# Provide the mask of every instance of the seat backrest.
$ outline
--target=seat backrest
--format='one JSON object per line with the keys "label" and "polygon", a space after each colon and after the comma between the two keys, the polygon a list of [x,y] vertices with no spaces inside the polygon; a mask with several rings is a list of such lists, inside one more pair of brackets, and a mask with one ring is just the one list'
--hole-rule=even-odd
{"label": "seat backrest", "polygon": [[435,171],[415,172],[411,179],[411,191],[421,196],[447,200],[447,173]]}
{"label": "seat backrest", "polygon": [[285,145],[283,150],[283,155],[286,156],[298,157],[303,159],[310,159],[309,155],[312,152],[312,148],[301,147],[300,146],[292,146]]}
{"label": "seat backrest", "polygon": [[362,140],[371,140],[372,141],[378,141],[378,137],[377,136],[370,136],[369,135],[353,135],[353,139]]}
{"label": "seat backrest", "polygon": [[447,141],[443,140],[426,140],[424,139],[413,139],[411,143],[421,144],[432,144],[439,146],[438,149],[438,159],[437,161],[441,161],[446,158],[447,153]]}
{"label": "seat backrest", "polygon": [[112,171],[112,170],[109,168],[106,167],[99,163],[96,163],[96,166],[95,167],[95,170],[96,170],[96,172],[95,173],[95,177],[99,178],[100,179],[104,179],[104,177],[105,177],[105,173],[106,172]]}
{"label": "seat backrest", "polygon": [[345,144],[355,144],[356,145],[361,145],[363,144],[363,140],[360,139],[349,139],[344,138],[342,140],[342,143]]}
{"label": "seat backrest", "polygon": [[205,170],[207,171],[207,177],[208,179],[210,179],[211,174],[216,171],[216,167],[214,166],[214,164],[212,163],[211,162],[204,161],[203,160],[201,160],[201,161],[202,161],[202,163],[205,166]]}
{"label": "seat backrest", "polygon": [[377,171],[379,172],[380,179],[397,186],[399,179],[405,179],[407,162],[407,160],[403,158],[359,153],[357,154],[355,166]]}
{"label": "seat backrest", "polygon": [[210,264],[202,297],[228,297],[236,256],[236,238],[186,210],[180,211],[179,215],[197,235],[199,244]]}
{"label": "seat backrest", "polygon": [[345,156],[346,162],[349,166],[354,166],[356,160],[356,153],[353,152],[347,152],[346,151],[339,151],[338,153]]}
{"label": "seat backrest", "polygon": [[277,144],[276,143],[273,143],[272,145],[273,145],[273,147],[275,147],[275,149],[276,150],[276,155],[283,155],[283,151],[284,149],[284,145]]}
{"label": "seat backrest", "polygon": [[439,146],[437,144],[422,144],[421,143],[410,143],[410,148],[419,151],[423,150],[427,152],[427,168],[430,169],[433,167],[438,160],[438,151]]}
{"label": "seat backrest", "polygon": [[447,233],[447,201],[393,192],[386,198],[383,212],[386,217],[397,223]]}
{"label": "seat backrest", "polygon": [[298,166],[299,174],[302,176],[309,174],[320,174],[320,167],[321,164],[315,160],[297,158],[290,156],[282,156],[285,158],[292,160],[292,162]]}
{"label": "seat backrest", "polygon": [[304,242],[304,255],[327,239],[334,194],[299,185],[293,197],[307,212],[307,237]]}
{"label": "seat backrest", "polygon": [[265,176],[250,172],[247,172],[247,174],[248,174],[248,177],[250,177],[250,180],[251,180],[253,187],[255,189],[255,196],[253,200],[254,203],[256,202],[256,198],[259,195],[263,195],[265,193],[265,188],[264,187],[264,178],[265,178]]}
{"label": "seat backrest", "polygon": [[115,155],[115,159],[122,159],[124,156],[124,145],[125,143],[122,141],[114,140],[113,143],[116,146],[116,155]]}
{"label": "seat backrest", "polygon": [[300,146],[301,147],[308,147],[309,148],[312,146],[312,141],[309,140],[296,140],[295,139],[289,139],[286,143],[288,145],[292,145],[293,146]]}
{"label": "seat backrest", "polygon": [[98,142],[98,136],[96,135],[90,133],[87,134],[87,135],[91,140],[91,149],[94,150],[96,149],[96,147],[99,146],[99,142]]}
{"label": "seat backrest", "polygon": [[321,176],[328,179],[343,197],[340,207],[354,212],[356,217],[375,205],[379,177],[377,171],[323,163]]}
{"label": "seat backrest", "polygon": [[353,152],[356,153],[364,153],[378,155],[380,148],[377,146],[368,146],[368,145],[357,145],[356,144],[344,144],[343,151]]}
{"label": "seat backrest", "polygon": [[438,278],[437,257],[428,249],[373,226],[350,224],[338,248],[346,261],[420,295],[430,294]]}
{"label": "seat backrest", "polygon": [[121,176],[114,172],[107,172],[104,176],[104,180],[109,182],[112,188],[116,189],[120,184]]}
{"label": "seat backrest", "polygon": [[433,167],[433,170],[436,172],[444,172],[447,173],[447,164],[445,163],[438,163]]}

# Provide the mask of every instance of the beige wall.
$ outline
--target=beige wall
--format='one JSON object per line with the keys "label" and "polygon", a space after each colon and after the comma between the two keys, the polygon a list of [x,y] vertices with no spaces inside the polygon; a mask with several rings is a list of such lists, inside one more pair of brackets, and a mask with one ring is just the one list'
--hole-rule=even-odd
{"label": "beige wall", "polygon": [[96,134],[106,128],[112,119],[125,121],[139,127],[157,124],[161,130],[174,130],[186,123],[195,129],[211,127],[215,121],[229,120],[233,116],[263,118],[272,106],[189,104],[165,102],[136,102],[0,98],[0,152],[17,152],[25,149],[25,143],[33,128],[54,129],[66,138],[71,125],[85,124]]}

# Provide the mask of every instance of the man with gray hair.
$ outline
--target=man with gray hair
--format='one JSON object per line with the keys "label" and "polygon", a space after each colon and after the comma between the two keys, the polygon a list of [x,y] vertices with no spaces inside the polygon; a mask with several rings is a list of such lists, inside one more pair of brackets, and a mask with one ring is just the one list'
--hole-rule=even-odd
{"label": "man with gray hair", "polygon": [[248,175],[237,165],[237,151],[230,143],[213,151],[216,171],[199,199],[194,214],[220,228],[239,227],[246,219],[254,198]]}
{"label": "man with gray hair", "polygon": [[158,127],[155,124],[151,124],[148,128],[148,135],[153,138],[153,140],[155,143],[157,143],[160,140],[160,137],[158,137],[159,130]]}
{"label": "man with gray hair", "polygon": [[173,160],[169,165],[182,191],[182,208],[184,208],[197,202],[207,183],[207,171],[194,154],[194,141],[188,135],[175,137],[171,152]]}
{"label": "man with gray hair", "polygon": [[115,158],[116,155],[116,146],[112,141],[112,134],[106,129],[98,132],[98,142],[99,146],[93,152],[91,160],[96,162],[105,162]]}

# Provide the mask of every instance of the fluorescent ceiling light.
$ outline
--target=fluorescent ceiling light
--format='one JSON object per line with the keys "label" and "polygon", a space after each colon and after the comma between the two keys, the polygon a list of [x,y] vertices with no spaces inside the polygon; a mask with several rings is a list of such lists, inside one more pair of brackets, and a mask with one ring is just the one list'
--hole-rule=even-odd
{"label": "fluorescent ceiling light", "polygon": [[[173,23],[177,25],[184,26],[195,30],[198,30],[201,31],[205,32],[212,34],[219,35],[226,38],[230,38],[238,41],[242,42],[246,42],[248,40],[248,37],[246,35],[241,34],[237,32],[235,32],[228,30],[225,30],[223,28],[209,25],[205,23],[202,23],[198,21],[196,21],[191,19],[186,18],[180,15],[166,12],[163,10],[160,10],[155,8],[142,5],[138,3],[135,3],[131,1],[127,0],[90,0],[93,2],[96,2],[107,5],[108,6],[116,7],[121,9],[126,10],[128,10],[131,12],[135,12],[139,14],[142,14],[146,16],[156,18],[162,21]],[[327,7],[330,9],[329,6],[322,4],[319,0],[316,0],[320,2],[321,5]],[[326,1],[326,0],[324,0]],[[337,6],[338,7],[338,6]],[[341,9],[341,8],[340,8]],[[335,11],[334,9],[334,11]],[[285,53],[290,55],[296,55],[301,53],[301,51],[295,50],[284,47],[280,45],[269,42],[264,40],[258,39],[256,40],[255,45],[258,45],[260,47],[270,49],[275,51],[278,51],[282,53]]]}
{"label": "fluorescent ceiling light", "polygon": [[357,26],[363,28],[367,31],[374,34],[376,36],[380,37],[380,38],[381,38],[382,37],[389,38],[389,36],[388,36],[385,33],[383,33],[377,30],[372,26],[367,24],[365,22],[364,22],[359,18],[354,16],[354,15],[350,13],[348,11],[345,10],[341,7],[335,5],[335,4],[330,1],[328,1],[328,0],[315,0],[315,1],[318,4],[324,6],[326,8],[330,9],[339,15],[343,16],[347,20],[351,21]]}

━━━━━━━━━━━━━━━━

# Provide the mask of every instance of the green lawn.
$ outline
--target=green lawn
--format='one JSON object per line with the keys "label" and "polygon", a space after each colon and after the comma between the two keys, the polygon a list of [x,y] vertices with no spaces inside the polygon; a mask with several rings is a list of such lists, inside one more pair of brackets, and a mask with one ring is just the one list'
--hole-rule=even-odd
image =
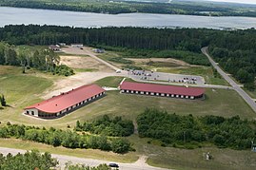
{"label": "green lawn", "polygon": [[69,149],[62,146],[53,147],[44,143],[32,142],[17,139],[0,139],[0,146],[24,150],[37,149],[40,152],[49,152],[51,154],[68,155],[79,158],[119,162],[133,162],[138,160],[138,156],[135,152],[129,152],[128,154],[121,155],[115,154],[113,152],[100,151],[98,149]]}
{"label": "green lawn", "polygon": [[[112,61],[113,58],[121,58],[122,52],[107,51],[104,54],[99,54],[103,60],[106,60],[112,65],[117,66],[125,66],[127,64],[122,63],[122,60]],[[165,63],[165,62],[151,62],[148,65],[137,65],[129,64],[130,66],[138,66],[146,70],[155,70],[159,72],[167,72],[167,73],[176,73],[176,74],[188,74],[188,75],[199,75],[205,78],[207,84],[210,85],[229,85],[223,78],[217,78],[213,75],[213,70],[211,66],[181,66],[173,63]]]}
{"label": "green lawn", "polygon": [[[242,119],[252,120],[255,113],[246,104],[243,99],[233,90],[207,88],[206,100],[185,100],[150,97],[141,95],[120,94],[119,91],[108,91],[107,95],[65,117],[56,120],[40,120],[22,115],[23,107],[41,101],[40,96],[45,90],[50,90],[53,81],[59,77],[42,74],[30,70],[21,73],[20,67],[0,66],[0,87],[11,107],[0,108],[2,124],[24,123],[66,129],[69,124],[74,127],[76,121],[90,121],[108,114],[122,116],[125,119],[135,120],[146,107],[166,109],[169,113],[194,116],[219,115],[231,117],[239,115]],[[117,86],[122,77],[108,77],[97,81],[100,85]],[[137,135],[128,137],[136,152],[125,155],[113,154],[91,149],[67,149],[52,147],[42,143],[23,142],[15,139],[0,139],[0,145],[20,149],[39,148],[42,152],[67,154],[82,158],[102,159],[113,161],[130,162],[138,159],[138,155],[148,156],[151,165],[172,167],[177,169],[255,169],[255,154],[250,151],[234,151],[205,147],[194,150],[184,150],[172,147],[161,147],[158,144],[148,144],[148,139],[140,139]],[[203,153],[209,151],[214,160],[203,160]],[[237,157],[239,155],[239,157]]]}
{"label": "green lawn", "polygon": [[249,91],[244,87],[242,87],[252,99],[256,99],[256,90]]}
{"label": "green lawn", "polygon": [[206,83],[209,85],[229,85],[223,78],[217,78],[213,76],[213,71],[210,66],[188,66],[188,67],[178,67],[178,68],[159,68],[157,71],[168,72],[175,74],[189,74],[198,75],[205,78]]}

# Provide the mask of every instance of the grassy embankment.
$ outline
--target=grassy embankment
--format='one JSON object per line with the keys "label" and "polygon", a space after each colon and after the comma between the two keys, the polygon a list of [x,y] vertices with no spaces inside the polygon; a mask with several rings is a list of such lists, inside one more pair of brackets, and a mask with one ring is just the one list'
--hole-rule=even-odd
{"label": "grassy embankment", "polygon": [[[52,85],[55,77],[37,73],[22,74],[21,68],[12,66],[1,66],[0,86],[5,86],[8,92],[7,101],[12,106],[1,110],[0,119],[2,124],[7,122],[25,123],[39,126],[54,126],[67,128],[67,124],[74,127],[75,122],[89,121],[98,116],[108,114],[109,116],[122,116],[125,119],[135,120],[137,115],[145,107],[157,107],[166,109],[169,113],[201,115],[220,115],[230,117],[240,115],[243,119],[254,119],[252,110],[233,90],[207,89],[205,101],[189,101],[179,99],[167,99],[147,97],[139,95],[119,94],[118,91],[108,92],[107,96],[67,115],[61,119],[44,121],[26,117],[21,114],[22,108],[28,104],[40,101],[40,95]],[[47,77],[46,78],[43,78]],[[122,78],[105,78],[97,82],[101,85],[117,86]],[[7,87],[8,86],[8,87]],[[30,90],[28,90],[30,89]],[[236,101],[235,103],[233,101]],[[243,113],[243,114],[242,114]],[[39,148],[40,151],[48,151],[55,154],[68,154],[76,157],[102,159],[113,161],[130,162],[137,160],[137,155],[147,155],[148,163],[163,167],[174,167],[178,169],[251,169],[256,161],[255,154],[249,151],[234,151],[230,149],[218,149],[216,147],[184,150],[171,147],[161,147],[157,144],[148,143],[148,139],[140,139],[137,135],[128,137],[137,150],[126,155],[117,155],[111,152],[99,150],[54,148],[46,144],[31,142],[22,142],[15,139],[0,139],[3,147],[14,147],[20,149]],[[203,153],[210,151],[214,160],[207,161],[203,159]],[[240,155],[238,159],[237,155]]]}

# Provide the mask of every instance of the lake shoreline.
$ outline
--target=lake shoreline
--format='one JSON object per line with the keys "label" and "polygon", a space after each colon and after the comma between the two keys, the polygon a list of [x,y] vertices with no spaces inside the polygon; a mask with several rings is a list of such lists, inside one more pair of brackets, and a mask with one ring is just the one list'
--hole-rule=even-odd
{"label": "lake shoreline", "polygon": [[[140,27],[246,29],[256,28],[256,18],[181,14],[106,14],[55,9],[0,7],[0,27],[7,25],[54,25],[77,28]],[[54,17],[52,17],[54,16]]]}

━━━━━━━━━━━━━━━━

Pull out every line of the material above that contains the string "beige". Case counts.

# Provide the mask of every instance of the beige wall.
--target=beige wall
{"label": "beige wall", "polygon": [[96,134],[106,128],[112,119],[125,121],[139,127],[157,124],[161,130],[174,130],[186,123],[195,129],[211,127],[215,121],[229,120],[233,116],[263,118],[272,106],[189,104],[165,102],[136,102],[0,98],[0,152],[17,152],[25,149],[25,143],[33,128],[54,129],[66,138],[71,125],[85,124]]}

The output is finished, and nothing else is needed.